DIRECTIONS:
Exactly repeat the material, dropping only the pictures.
'''
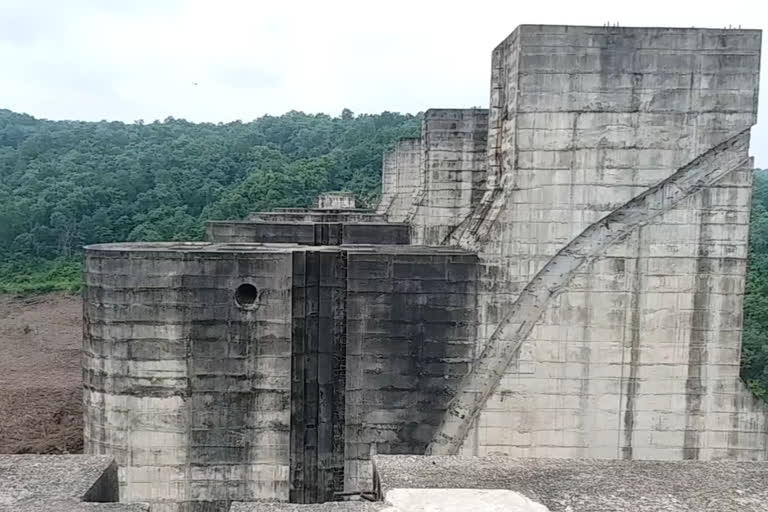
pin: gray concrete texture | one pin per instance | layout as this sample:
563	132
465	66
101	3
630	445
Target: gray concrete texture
336	200
583	485
585	300
320	232
207	394
605	331
60	483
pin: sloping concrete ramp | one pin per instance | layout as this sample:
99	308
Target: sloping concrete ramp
486	373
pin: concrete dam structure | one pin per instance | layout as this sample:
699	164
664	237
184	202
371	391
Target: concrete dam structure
560	275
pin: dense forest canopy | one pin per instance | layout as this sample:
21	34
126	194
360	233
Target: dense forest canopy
64	184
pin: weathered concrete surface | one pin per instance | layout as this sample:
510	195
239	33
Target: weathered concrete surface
189	391
460	500
638	354
451	173
516	326
411	322
402	179
356	506
60	483
318	215
455	164
308	233
208	394
582	485
336	201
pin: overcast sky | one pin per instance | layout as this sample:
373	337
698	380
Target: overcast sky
140	59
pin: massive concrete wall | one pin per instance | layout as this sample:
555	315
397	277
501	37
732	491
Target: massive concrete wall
634	352
402	179
318	375
411	320
450	178
455	163
189	392
308	233
218	372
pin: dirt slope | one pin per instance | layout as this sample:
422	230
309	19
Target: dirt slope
40	389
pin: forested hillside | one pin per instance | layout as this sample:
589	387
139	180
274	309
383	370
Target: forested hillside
65	184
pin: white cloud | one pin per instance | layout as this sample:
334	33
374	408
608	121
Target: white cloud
129	60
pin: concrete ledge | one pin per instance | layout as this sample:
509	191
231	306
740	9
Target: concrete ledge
347	506
60	483
583	485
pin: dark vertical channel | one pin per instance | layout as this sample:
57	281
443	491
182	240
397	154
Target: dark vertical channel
318	376
697	343
634	352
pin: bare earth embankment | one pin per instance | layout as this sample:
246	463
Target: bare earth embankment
40	386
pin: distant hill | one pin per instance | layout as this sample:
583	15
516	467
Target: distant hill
64	184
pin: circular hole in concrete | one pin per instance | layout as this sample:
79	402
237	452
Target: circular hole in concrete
246	295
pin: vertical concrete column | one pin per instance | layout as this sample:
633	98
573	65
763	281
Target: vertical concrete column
186	365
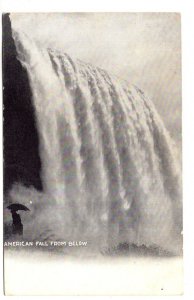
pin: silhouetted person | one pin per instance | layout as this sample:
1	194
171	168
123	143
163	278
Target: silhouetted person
17	227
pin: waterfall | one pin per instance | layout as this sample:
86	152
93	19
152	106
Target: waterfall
108	163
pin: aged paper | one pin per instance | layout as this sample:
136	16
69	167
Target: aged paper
92	154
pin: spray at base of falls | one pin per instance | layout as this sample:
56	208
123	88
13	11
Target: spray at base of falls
108	163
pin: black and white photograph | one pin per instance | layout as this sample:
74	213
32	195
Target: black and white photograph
92	153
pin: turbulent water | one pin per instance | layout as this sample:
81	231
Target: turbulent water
109	170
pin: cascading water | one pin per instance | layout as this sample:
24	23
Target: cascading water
108	164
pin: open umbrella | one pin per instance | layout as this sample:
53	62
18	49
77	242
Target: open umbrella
17	206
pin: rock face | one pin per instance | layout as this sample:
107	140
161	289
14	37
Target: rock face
21	156
104	159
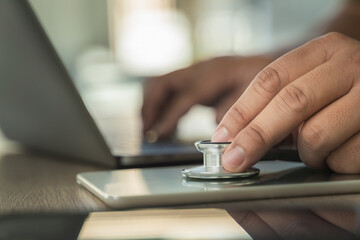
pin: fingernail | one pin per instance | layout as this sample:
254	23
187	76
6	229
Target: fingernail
234	158
221	135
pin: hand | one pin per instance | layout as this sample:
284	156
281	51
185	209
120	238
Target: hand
315	87
217	82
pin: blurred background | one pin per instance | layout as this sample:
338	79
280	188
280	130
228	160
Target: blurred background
110	47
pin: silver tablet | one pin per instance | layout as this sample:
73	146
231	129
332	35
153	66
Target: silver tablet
166	186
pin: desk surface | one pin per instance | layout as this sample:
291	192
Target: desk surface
34	182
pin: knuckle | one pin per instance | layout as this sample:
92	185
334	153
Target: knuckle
268	80
293	99
258	134
313	137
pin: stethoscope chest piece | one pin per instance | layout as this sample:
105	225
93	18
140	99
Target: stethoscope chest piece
212	168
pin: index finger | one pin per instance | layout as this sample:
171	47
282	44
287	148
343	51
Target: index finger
267	84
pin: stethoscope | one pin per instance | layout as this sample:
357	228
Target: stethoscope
212	168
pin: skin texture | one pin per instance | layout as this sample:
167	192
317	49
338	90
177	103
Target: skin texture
315	88
306	98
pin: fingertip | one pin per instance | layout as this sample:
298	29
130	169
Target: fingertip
234	159
221	135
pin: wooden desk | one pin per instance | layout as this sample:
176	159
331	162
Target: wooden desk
33	182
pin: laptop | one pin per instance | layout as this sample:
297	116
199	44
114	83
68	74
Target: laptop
41	108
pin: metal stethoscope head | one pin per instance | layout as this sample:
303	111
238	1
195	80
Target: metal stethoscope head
212	168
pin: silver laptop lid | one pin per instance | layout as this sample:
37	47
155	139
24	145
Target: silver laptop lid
39	105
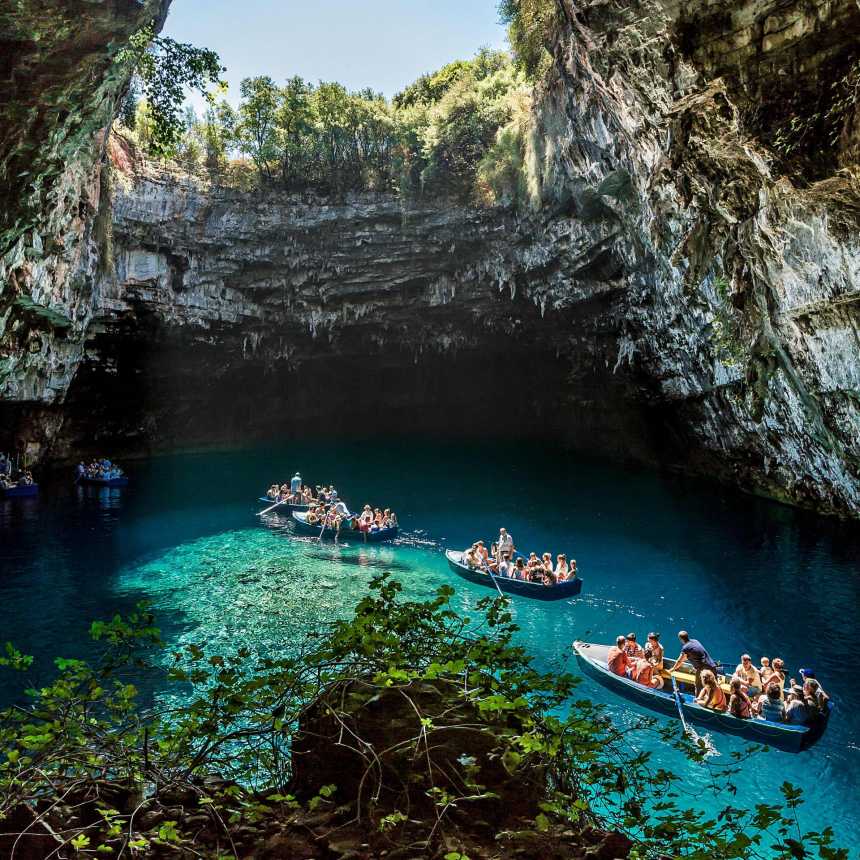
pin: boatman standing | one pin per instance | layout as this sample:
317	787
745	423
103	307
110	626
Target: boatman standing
693	652
506	543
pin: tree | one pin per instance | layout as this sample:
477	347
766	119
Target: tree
256	130
294	122
95	766
163	68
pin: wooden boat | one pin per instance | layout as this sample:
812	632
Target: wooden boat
104	482
20	491
284	507
378	536
534	590
784	736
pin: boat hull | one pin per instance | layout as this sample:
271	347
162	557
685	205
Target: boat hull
379	536
789	738
286	508
105	482
532	590
21	491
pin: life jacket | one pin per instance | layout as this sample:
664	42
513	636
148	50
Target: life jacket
642	672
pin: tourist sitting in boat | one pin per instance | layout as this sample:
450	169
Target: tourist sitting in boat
472	557
617	660
654	652
769	706
505	566
643	673
506	543
796	709
365	519
711	695
778	675
694	653
740	704
632	647
748	675
102	470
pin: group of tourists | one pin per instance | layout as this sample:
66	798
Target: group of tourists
501	560
296	492
751	691
100	469
11	476
336	516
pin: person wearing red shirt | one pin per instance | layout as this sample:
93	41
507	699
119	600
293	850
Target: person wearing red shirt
617	659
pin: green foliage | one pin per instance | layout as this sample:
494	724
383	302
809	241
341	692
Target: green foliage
530	27
162	69
813	132
430	139
462	128
234	718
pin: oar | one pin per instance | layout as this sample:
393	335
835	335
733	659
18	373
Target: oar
496	584
271	508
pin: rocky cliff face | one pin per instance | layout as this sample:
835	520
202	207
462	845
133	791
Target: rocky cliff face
'''
OUTPUT OF THE EXERCISE:
pin: gray concrete texture | one pin per instance | layout as this sample:
563	132
465	66
101	3
630	445
Target: gray concrete texture
336	200
583	485
585	300
320	232
207	394
605	331
60	483
pin: sloping concrete ramp | one pin per instance | layout as this sample:
99	308
Target: sloping concrete ramp
486	373
pin: concrete dam structure | one pin per instance | layout as this sample:
699	164
664	237
184	202
371	391
Target: concrete dam structure
560	275
pin: dense forest canopy | one pin per instance | layout as this sample:
21	34
126	194
360	233
Target: dense forest canopy
64	184
pin: weathered concrete surface | one pin per instance | layout as this sample:
510	195
239	33
Target: weathered concrete surface
189	391
460	500
638	354
451	173
516	326
411	322
402	179
356	506
60	483
318	215
455	164
308	233
208	394
582	485
336	201
pin: overcast sky | one pin per instance | layout as this sample:
373	337
698	380
Target: overcast sky
140	59
pin: massive concrete wall | one pin per instance | layout as this sample:
555	315
397	277
501	37
732	491
Target: massive concrete wall
634	352
402	179
318	375
411	320
450	178
455	163
189	392
308	233
218	372
pin: dirt slope | one pin per instance | layout as this sample:
422	230
309	19
Target: dirt slope
40	389
pin: forested hillside | one pin per instance | layout as this sample:
589	387
139	180
274	309
383	370
Target: forested hillside
65	184
pin: white cloud | one pin per instance | layout as this sample:
334	33
374	408
608	121
Target: white cloud
129	60
pin: concrete ledge | one pin per instance | layout as this sample:
509	191
231	306
740	9
Target: concrete ledge
347	506
60	483
583	485
pin: dark vertical channel | one pin per instance | layout as this sample:
57	281
443	491
182	240
397	154
Target: dark vertical channel
318	376
697	343
634	352
pin: bare earth embankment | one pin per instance | layout as this sample:
246	463
Target: bare earth embankment
40	386
pin: distant hill | one pin per instance | layout as this sample:
583	15
516	467
Target: distant hill
64	184
pin: circular hole in concrete | one pin per instance | layout as this sample:
79	402
237	452
Target: circular hole in concrete
246	295
pin: vertical concrete column | one pin per instance | layout as this sample:
633	98
573	65
763	281
Target: vertical concrete column
186	365
pin: silhouetted person | one pin per instance | layout as this sample:
1	194
171	168
123	143
163	278
Target: silhouetted person
17	227
pin: waterfall | one pin per instance | layout as this sample:
86	152
93	19
152	106
Target: waterfall
108	163
pin: aged paper | one pin per instance | layout as this sample:
136	16
69	167
Target: aged paper
92	154
pin: spray at base of falls | one pin per instance | layout as this sample:
56	208
123	88
13	11
Target: spray at base of falls
108	163
pin: black and white photograph | one pin per instance | layout as this sample:
74	213
32	195
Target: black and white photograph
92	153
pin: turbulent water | one pin per instance | layout as this sample:
81	231
Target: turbulent water
109	170
pin: cascading water | one pin per instance | layout as this sample:
24	23
Target: cascading water
108	164
pin: open umbrella | one pin per instance | layout as this sample:
53	62
18	49
77	242
Target: open umbrella
17	206
pin: rock face | one pin per instance | layout as this sample:
107	140
161	289
14	37
Target: rock face
21	156
104	159
pin: fingernail | one pin per instance | layout as this sample:
254	23
187	76
6	229
Target: fingernail
234	158
221	135
pin: hand | one pin per instance | layout as this sample:
284	156
281	51
185	209
120	238
Target: hand
315	87
217	82
pin: blurred background | one pin per instance | layout as this sample:
338	79
280	188
280	130
228	160
Target: blurred background
110	47
pin: silver tablet | one pin per instance | layout as this sample:
73	146
231	129
332	35
153	66
Target: silver tablet
166	186
pin: desk surface | one pin per instance | layout as this sample:
291	192
Target: desk surface
34	182
pin: knuckle | one pin per instance | layout as this sample:
92	185
334	153
Target: knuckle
268	80
293	99
258	134
313	137
pin: stethoscope chest piece | one pin per instance | layout as this sample:
105	225
93	18
140	99
Target: stethoscope chest piece
212	168
pin: index finger | one pin per instance | layout as this sample:
171	47
282	44
287	148
343	51
Target: index finger
267	84
pin: stethoscope | one pin per instance | layout as this sample:
357	228
Target: stethoscope
212	168
pin: skin texture | one pin per instance | layout as this sample:
167	192
317	49
338	90
177	103
Target: skin texture
315	88
306	98
pin: fingertip | one pin per instance | layout as this sample:
298	29
130	169
Target: fingertip
234	159
221	135
pin: wooden desk | one pin per instance | layout as this sample:
176	159
331	162
Target: wooden desk
33	182
pin: laptop | one pin per instance | layout as this sample:
297	116
199	44
114	83
68	74
Target: laptop
41	108
pin: metal stethoscope head | one pin per instance | layout as this sample:
303	111
238	1
195	80
Target: metal stethoscope head
212	168
pin: silver laptop lid | one pin per instance | layout as this sample:
37	47
155	139
24	145
Target: silver laptop lid
39	105
pin: boatman standing | one pin per instance | layout as this sample:
317	787
745	423
103	307
110	626
Target: boatman standing
693	652
506	543
pin: tree | one pin per instance | layout as this sample:
477	347
766	119
Target: tree
256	130
294	122
95	766
163	68
pin: wooden boat | one pin per instance | layout as this sample:
812	632
Target: wooden boat
104	482
20	491
284	507
378	536
534	590
784	736
pin: boat hull | one pin per instance | layout as this sample:
271	347
162	557
685	205
Target: boat hull
379	536
789	738
286	508
105	482
532	590
21	491
pin: life jacket | one pin per instance | layout as this sample:
664	42
513	636
148	50
Target: life jacket
642	672
pin: tourist sitting in boat | one pin per instance | layout as this sample:
450	169
Target: tourist sitting in boat
472	557
617	660
654	652
769	706
505	566
643	673
506	543
796	709
365	519
711	695
778	675
694	653
740	704
632	647
748	675
102	470
pin: group of tourists | one pin per instance | layout as this sample:
66	798
Target: group of tourists
501	560
296	492
751	691
100	469
11	476
336	516
pin: person wearing red shirt | one pin per instance | layout as this sample:
93	41
507	699
119	600
293	850
Target: person wearing red shirt
617	659
pin: green foliage | one pin per instance | layout as this sample:
494	724
383	302
809	241
341	692
Target: green foliage
530	27
162	69
813	132
430	139
462	128
234	718
pin: oar | one pin per instance | layout as this sample:
393	335
835	335
733	659
18	373
Target: oar
496	584
271	508
pin: rocky cliff face | one pin per instance | layout as this sample:
835	520
202	207
462	845
133	791
Target: rocky cliff face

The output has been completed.